---------- Data provided ----------

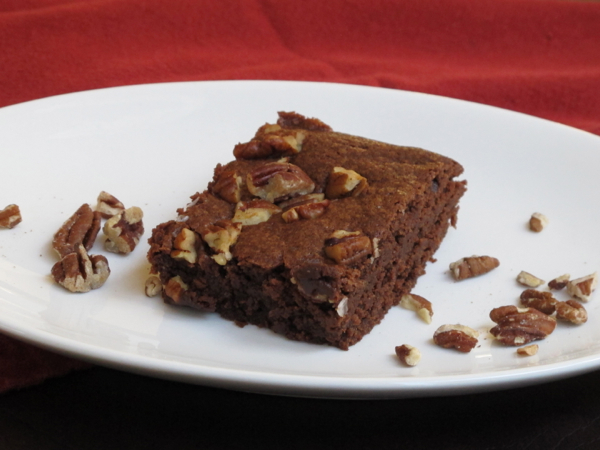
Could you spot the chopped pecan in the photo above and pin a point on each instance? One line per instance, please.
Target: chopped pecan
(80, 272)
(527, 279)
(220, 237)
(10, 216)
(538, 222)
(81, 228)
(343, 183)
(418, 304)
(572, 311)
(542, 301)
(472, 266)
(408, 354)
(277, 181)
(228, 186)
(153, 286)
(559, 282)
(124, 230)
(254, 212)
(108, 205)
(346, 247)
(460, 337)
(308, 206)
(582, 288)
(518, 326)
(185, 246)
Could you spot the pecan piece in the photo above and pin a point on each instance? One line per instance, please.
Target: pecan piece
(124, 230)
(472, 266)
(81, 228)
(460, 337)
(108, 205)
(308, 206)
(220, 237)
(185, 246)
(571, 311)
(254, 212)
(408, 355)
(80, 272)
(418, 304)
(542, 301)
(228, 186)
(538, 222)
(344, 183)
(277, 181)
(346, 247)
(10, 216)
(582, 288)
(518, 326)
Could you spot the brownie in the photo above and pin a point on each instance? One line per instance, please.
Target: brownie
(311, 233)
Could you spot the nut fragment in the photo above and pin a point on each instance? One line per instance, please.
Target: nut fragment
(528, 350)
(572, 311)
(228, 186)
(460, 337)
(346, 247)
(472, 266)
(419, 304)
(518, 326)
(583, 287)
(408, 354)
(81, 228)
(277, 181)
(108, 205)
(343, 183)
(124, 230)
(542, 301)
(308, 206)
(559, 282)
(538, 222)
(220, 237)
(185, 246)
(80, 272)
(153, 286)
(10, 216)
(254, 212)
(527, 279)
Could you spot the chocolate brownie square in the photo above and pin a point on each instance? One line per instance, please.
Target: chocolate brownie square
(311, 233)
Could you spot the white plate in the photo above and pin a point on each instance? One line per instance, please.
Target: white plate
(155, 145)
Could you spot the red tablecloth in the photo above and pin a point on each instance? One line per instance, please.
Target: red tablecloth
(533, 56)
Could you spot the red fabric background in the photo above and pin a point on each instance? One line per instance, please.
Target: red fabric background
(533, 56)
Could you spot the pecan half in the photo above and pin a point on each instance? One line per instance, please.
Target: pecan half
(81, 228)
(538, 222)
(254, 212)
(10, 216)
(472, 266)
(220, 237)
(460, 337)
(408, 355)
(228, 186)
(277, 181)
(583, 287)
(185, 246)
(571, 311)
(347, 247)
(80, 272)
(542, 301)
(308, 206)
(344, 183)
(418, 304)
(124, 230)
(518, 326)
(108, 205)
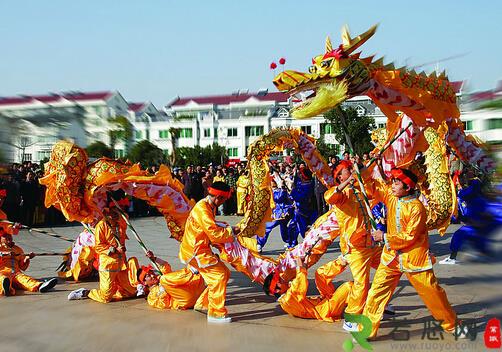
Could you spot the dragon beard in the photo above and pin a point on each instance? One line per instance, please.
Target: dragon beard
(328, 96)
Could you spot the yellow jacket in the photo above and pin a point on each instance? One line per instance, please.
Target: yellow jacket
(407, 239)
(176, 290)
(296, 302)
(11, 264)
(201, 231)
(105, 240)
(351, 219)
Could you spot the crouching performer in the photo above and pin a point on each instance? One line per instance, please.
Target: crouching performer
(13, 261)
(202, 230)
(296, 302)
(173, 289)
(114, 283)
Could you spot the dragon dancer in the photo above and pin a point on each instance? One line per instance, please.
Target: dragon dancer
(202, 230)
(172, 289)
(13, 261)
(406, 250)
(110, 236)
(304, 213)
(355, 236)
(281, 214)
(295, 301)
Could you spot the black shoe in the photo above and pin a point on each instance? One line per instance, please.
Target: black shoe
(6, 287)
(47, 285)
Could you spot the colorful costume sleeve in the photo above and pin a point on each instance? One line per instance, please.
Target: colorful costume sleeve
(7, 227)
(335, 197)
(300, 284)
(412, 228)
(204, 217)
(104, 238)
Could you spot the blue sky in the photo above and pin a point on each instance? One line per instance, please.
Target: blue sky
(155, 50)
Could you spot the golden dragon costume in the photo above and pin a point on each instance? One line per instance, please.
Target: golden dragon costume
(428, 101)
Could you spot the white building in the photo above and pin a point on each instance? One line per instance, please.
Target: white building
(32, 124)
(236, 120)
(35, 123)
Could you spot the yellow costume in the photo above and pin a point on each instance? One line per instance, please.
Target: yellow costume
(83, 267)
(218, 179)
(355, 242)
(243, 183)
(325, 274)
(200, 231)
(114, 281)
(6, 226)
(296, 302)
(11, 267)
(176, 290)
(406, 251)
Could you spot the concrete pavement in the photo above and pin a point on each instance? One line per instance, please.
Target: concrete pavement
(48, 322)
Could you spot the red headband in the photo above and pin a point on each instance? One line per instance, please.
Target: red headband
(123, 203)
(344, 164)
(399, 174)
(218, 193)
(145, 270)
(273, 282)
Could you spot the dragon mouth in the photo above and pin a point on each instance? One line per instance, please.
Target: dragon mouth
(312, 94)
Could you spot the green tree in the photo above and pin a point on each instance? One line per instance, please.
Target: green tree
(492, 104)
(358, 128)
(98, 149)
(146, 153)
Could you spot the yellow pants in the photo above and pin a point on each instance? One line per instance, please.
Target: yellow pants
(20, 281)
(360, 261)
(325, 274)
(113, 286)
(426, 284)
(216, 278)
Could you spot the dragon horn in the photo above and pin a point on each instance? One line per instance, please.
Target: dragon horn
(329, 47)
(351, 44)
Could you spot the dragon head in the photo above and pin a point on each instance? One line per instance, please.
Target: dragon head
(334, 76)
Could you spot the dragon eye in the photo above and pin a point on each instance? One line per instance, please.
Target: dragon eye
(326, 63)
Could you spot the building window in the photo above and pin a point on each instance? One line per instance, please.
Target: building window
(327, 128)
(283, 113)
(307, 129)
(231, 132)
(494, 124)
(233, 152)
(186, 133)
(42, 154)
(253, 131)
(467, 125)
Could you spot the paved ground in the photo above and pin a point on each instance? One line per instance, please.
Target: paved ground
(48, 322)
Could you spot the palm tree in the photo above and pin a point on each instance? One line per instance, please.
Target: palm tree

----------

Aim of the exercise — Apart from the pictures, every record must be set down exactly.

Response —
Could you spot the chopped pecan in the photo above and pin a point on each instance? One line per instance, please.
Target: chopped pecan
(80, 272)
(527, 279)
(220, 237)
(10, 216)
(538, 222)
(81, 228)
(343, 183)
(418, 304)
(572, 311)
(542, 301)
(472, 266)
(408, 354)
(277, 181)
(228, 186)
(153, 286)
(559, 282)
(124, 230)
(254, 212)
(108, 205)
(346, 247)
(460, 337)
(308, 206)
(582, 288)
(518, 326)
(185, 246)
Could you spot the pecan piece in the photo above and pin a point on each instance? One line per instance, please.
Target: pecan piece
(124, 230)
(472, 266)
(81, 228)
(460, 337)
(108, 205)
(308, 206)
(220, 237)
(185, 246)
(571, 311)
(254, 212)
(408, 355)
(80, 272)
(418, 304)
(542, 301)
(228, 186)
(538, 222)
(344, 183)
(277, 181)
(346, 247)
(10, 216)
(582, 288)
(518, 326)
Could you spot the brownie in the photo above and pin a point on each instance? One line per instance, please.
Target: brownie
(311, 233)
Could you spot the nut fragment in the photo above and pin a point on each instance? One line per instance, please.
Target: nut fragment
(528, 350)
(572, 311)
(228, 186)
(460, 337)
(346, 247)
(472, 266)
(419, 304)
(518, 326)
(583, 287)
(408, 354)
(81, 228)
(277, 181)
(108, 205)
(343, 183)
(124, 230)
(542, 301)
(308, 206)
(559, 282)
(538, 222)
(220, 237)
(185, 246)
(80, 272)
(153, 286)
(10, 216)
(254, 212)
(527, 279)
Could you spot the chocolate brownie square in the photo above and pin a point on each instance? One line per instance, please.
Target: chocolate brownie square
(311, 233)
Could you spot the white plate in the photo above and pin a point on each instance? One line per instance, please.
Target: white plate
(155, 145)
Could you spot the red tablecloth in the photo above and pin a point on each instance? One line per instance, please.
Target: red tablecloth
(533, 56)
Could you spot the red fabric background in the photo above and pin a point on each instance? One line per instance, please.
Target: red fabric background
(533, 56)
Could you spot the pecan half in the photo above and pin a point on each instance? One line per instance, please.
Target: pecan half
(81, 228)
(538, 222)
(254, 212)
(10, 216)
(472, 266)
(220, 237)
(460, 337)
(408, 355)
(228, 186)
(277, 181)
(583, 287)
(185, 246)
(571, 311)
(347, 247)
(80, 272)
(542, 301)
(308, 206)
(344, 183)
(418, 304)
(124, 230)
(518, 326)
(108, 205)
Could you spot the dragon beard in the photo above and pin a point on each instance? One line per instance, please.
Target: dragon beard
(328, 96)
Could you spot the yellow jacket in the photo above and pin a point on each instance? One line per instance, please.
Target: yellow jacket
(407, 239)
(176, 290)
(296, 302)
(11, 264)
(201, 231)
(105, 240)
(351, 219)
Could you spot the crouching performer in the photo above and pin a point on each instance? One line per instance, please.
Target: crouching performer
(13, 261)
(202, 230)
(296, 302)
(173, 289)
(114, 283)
Could you spot the dragon dancer in the photo above and pin a point on each instance? One line per instance, please.
Target: dragon dancer
(202, 230)
(172, 289)
(13, 261)
(406, 250)
(110, 236)
(304, 213)
(355, 236)
(281, 214)
(295, 301)
Could you spot the black shoe in the photo above and pin a point on each instance? One line per instance, please.
Target: black shoe
(6, 287)
(47, 285)
Could you spot the colorful costume sleeve in the photo above and pin a point on each instance? One line per instance, please.
Target: colorful costume sleeve
(7, 227)
(335, 197)
(300, 284)
(412, 228)
(204, 217)
(104, 238)
Could you spot the blue sky in the photo above and pin a point on each instance? One line per instance, please.
Target: blue sky
(155, 50)
Could you spot the golden dragon costume in the photo above and pin a point on each instance? One line per instance, please.
Target: golden dragon costume
(428, 101)
Could you spot the white building in the photo above and pin a point on each instance? One line per instance, please.
Target: white building
(32, 124)
(236, 120)
(35, 123)
Could you spot the yellow costume in the photo above and pin a point on each instance? One line per instance, please.
Target: yellow costume
(83, 267)
(218, 179)
(355, 242)
(243, 183)
(325, 274)
(200, 231)
(114, 281)
(6, 226)
(296, 302)
(11, 267)
(176, 290)
(406, 251)
Could you spot the concrete pavement in the photo above and pin a point on each instance? One line per instance, please.
Target: concrete pavement
(48, 322)
Could you spot the red headband in the photo above and pin a point on each instance? One line per instance, please.
Target: red headband
(123, 203)
(344, 164)
(399, 174)
(218, 193)
(145, 270)
(273, 282)
Could you spot the dragon mouth in the photo above and pin a point on each instance? One line per instance, please.
Target: dragon mouth
(312, 94)
Could you spot the green tree in the photo above and pin a point on each instance? One line per instance, please.
Target: green tree
(492, 104)
(358, 128)
(98, 149)
(146, 153)
Could you spot the yellow pants in the photo above and pin a point on each instance? One line per instance, please.
Target: yellow pants
(20, 281)
(360, 261)
(325, 274)
(113, 286)
(426, 284)
(216, 278)
Could you spot the dragon horn in the photo above and pin a point on each instance? One line per instance, please.
Target: dragon horn
(329, 47)
(351, 44)
Could you spot the dragon head in the photo above and pin a point on each instance? One line per instance, please.
Target: dragon head
(334, 76)
Could you spot the dragon eye in the photo above and pin a point on each instance? One line per instance, please.
Target: dragon eye
(326, 63)
Could you spot the building window in the photo above and pin a point on each instance? One line per instance, please.
Target: building window
(327, 128)
(283, 113)
(307, 129)
(231, 132)
(494, 124)
(233, 152)
(186, 133)
(42, 154)
(253, 131)
(467, 125)
Could you spot the paved ground in the photo above and pin a point on each instance? One line per instance, please.
Target: paved ground
(48, 322)
Could you spot the palm tree in the photo above and pin a point on each instance? One line per instance, please.
Target: palm tree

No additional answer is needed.